───── Input for this task ─────

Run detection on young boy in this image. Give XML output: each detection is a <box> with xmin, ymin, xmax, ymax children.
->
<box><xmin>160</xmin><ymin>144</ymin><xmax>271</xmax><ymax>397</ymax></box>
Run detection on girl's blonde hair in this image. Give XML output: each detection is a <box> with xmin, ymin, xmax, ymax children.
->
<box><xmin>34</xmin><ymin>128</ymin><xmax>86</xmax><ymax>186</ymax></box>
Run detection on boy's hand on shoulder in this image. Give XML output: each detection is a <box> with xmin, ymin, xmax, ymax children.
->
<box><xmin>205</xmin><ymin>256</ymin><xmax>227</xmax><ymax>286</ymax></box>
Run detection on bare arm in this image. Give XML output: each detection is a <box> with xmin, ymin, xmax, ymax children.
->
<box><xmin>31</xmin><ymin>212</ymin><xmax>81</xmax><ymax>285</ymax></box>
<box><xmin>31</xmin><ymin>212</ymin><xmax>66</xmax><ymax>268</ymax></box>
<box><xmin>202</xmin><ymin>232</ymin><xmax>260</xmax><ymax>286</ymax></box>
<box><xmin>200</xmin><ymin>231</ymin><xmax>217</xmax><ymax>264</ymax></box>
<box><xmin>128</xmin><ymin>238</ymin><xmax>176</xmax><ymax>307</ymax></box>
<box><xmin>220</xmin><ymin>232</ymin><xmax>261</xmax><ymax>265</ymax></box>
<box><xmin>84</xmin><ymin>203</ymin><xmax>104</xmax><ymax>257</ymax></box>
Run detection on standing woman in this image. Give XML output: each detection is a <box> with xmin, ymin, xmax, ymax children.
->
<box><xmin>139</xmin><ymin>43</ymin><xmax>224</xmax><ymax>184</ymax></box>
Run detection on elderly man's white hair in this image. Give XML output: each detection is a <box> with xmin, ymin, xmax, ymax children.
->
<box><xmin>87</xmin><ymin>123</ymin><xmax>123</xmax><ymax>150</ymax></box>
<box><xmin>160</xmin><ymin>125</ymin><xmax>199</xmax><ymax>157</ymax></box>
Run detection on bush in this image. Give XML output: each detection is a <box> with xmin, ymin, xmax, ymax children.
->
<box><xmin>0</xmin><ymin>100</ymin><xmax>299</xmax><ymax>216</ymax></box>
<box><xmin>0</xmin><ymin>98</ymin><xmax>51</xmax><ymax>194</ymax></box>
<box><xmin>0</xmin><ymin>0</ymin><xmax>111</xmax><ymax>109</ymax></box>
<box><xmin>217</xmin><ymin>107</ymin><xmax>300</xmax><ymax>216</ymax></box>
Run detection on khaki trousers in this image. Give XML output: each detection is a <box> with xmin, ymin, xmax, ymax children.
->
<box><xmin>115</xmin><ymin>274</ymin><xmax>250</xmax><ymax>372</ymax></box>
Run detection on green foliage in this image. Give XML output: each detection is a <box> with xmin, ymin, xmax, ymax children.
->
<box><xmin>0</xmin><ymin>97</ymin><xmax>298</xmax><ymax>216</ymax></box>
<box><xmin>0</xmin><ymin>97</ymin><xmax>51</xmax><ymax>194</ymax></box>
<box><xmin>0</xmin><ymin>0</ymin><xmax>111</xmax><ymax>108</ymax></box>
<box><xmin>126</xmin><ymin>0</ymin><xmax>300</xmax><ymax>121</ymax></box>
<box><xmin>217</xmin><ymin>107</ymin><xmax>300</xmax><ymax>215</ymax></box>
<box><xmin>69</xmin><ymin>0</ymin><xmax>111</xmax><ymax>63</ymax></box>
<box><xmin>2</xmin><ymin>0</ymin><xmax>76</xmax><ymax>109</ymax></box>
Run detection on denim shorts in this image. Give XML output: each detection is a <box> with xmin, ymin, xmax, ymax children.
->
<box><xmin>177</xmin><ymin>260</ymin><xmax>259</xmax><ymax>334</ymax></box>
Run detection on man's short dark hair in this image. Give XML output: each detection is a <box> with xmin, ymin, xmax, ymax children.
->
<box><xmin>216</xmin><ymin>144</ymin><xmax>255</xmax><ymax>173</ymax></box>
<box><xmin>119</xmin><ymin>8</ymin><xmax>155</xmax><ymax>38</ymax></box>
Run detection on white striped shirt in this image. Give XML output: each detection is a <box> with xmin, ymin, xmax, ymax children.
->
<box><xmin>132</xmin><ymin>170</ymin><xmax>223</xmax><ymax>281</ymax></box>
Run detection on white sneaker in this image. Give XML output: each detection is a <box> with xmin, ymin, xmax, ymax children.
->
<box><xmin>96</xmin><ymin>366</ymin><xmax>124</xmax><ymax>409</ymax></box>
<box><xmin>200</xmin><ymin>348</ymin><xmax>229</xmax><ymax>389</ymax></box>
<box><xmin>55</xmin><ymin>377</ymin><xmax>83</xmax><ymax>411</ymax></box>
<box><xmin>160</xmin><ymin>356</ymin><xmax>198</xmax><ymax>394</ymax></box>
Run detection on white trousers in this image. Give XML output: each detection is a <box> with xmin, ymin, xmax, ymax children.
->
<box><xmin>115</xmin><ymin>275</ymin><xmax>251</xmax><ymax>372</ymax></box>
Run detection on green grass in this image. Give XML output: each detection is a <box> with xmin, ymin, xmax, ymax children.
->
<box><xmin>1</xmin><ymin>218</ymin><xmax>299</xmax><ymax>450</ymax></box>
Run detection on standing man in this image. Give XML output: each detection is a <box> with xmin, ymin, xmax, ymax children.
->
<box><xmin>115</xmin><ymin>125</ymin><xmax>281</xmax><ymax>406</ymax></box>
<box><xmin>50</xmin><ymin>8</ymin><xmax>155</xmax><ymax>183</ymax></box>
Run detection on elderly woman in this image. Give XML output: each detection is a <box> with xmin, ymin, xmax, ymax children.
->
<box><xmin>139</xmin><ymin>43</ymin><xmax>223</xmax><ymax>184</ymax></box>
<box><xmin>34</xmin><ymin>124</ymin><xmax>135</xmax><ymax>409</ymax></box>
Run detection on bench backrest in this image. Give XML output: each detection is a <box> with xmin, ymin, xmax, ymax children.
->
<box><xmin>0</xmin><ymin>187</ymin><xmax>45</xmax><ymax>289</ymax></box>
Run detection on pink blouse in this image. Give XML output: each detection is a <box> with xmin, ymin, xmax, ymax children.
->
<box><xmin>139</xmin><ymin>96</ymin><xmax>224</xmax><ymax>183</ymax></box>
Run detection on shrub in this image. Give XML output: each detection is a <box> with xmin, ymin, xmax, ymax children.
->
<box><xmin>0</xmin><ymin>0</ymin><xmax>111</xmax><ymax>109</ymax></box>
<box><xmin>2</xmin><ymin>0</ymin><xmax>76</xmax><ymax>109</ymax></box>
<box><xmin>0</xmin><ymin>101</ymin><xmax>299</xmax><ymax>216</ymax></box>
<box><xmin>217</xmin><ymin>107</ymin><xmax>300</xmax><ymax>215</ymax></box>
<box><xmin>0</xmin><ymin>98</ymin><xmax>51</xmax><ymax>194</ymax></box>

─────

Each record must be reproduced exactly. Keep every one.

Run detection on young boy in this image. Give XML output: each detection is a <box> with xmin, ymin, xmax, ymax children.
->
<box><xmin>160</xmin><ymin>144</ymin><xmax>271</xmax><ymax>397</ymax></box>
Run detection on girl's blonde hair in this image. Give XML output: each detection is a <box> with xmin, ymin, xmax, ymax children.
->
<box><xmin>34</xmin><ymin>128</ymin><xmax>86</xmax><ymax>186</ymax></box>
Run detection on boy's hand on shoulder in this image. Give XML output: each detection is a <box> with xmin, ymin, xmax, ymax children.
->
<box><xmin>205</xmin><ymin>256</ymin><xmax>227</xmax><ymax>286</ymax></box>
Run detection on bare arm in this image. Give XML output: each detection is a <box> with xmin, ymin, xmax, ymax children.
->
<box><xmin>31</xmin><ymin>212</ymin><xmax>81</xmax><ymax>285</ymax></box>
<box><xmin>31</xmin><ymin>212</ymin><xmax>66</xmax><ymax>268</ymax></box>
<box><xmin>202</xmin><ymin>232</ymin><xmax>260</xmax><ymax>286</ymax></box>
<box><xmin>200</xmin><ymin>231</ymin><xmax>217</xmax><ymax>264</ymax></box>
<box><xmin>128</xmin><ymin>238</ymin><xmax>176</xmax><ymax>307</ymax></box>
<box><xmin>220</xmin><ymin>232</ymin><xmax>261</xmax><ymax>265</ymax></box>
<box><xmin>84</xmin><ymin>203</ymin><xmax>104</xmax><ymax>257</ymax></box>
Run detection on standing woman in this image. Give XML output: each detection is a <box> with xmin, ymin, xmax, ymax children.
->
<box><xmin>139</xmin><ymin>43</ymin><xmax>224</xmax><ymax>184</ymax></box>
Run detection on elderly man's white hair in this image. Give XML output: each detection is a <box> with xmin, ymin, xmax, ymax children.
->
<box><xmin>87</xmin><ymin>123</ymin><xmax>123</xmax><ymax>150</ymax></box>
<box><xmin>160</xmin><ymin>125</ymin><xmax>199</xmax><ymax>157</ymax></box>
Run detection on bush in this image. Give XML output: each detection is a <box> with xmin, ymin, xmax, ymax children.
->
<box><xmin>0</xmin><ymin>100</ymin><xmax>299</xmax><ymax>216</ymax></box>
<box><xmin>0</xmin><ymin>98</ymin><xmax>51</xmax><ymax>194</ymax></box>
<box><xmin>0</xmin><ymin>0</ymin><xmax>111</xmax><ymax>109</ymax></box>
<box><xmin>217</xmin><ymin>107</ymin><xmax>300</xmax><ymax>216</ymax></box>
Run detection on khaki trousers in this image. Give XML output: each detection is a <box> with xmin, ymin, xmax, ymax children.
->
<box><xmin>115</xmin><ymin>274</ymin><xmax>250</xmax><ymax>372</ymax></box>
Run detection on green foliage in this image. Give XML output: each detection is a <box> with xmin, ymin, xmax, ymax children.
->
<box><xmin>0</xmin><ymin>97</ymin><xmax>298</xmax><ymax>216</ymax></box>
<box><xmin>0</xmin><ymin>97</ymin><xmax>51</xmax><ymax>194</ymax></box>
<box><xmin>0</xmin><ymin>0</ymin><xmax>111</xmax><ymax>108</ymax></box>
<box><xmin>126</xmin><ymin>0</ymin><xmax>300</xmax><ymax>121</ymax></box>
<box><xmin>217</xmin><ymin>107</ymin><xmax>300</xmax><ymax>215</ymax></box>
<box><xmin>69</xmin><ymin>0</ymin><xmax>111</xmax><ymax>63</ymax></box>
<box><xmin>2</xmin><ymin>0</ymin><xmax>76</xmax><ymax>109</ymax></box>
Run detection on denim shorts in this image. Give XML output: each detection is a <box> with xmin, ymin, xmax, ymax children.
->
<box><xmin>177</xmin><ymin>260</ymin><xmax>259</xmax><ymax>334</ymax></box>
Run detection on man's short dark hair in this image. Give XML output: each detection is a <box> with xmin, ymin, xmax, ymax children.
->
<box><xmin>216</xmin><ymin>144</ymin><xmax>255</xmax><ymax>173</ymax></box>
<box><xmin>119</xmin><ymin>8</ymin><xmax>155</xmax><ymax>38</ymax></box>
Run detection on white striped shirt in this image. Give XML output: each detection is a <box> with xmin, ymin, xmax, ymax children.
->
<box><xmin>132</xmin><ymin>170</ymin><xmax>223</xmax><ymax>281</ymax></box>
Run detection on white sneaker in this image. Give XML output: each detection is a <box> with xmin, ymin, xmax, ymax children.
->
<box><xmin>96</xmin><ymin>366</ymin><xmax>124</xmax><ymax>409</ymax></box>
<box><xmin>200</xmin><ymin>348</ymin><xmax>229</xmax><ymax>389</ymax></box>
<box><xmin>55</xmin><ymin>377</ymin><xmax>83</xmax><ymax>411</ymax></box>
<box><xmin>160</xmin><ymin>356</ymin><xmax>198</xmax><ymax>394</ymax></box>
Run detection on white trousers in this image. Give XML output: each detection is a <box> with xmin, ymin, xmax, ymax children.
->
<box><xmin>115</xmin><ymin>275</ymin><xmax>251</xmax><ymax>372</ymax></box>
Run detection on green grass in this image. Give XML output: each detection is a <box> with xmin, ymin, xmax, ymax children.
->
<box><xmin>1</xmin><ymin>218</ymin><xmax>299</xmax><ymax>450</ymax></box>
Run detection on standing man in this image. Give XML output: each detection is a <box> with xmin, ymin, xmax, ymax children.
->
<box><xmin>115</xmin><ymin>125</ymin><xmax>281</xmax><ymax>406</ymax></box>
<box><xmin>50</xmin><ymin>8</ymin><xmax>155</xmax><ymax>183</ymax></box>
Run detection on elderly woman in this image. Give XML output: each detection is a <box> with xmin, ymin, xmax, ymax children.
->
<box><xmin>139</xmin><ymin>43</ymin><xmax>223</xmax><ymax>184</ymax></box>
<box><xmin>34</xmin><ymin>124</ymin><xmax>135</xmax><ymax>409</ymax></box>
Run detection on bench backrest in this image. Give XML output: each detection is a <box> with xmin, ymin, xmax, ymax children.
->
<box><xmin>0</xmin><ymin>187</ymin><xmax>45</xmax><ymax>289</ymax></box>
Run detection on pink blouse in this image. Give XML output: each detection is a <box> with xmin, ymin, xmax, ymax children.
->
<box><xmin>139</xmin><ymin>96</ymin><xmax>224</xmax><ymax>183</ymax></box>
Run detection on shrub in this image. Give XML output: each detection is a <box> with xmin, ymin, xmax, ymax children.
->
<box><xmin>0</xmin><ymin>0</ymin><xmax>111</xmax><ymax>109</ymax></box>
<box><xmin>2</xmin><ymin>0</ymin><xmax>76</xmax><ymax>109</ymax></box>
<box><xmin>0</xmin><ymin>101</ymin><xmax>299</xmax><ymax>216</ymax></box>
<box><xmin>217</xmin><ymin>107</ymin><xmax>300</xmax><ymax>215</ymax></box>
<box><xmin>0</xmin><ymin>98</ymin><xmax>51</xmax><ymax>194</ymax></box>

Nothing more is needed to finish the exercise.